Eric Wang: Let's turn back the clock a bit. Before the term "foundational models" became popular, what initially drew you into the field of neuroscience, particularly unsupervised learning in the visual cortex?

Jenia Jitsev: I was fascinated by the abstract process of "learning" itself. I kept thinking, how can a system capture external information, which is like floating in the air, and "engrave" it within itself? How does this process actually work? This puzzled me greatly.

The brain is undoubtedly a master in this regard. The reason I was interested in neuroscience was because the brain is a living system that has successfully achieved learning. My research direction at the time was to understand how learning mechanisms and plasticity cooperate in brain neural circuits.

But at some point, I realized that if I could abstract this problem one level higher, into the core field of machine learning, and strip away the intricate details of biology, I might make faster progress. Biological systems are too complex; some of the complexity may be related to information processing, but a large part of it may just be to maintain vital signs and has little to do with learning. It would take a very long time to fully clarify these things, and I felt it would be difficult for me to do it alone. So, I chose a simpler path, trying to understand learning at a purer, more abstract level.

Task prompt
Which words or phrases does the interview excerpt put in quotation marks? List every one.

Listed records
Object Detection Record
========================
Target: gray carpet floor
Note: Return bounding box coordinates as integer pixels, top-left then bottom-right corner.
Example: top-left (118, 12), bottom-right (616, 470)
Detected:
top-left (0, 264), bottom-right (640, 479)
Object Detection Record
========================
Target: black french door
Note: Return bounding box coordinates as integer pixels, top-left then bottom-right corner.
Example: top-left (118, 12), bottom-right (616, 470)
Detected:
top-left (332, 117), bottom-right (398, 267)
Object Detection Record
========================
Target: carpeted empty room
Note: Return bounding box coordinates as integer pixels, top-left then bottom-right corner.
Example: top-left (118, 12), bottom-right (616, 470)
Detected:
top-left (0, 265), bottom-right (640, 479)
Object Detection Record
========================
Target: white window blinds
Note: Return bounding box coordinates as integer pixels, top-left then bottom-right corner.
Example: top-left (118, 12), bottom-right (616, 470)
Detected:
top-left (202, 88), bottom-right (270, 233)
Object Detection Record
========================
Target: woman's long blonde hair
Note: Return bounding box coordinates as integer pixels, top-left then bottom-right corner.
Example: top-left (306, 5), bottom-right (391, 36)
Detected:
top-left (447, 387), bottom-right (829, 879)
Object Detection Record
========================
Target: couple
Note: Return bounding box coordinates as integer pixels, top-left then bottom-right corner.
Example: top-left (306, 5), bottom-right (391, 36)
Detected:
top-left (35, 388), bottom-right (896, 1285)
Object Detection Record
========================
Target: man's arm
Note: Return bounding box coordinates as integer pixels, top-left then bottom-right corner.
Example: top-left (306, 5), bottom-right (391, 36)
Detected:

Output for this task
foundational models
learning
engrave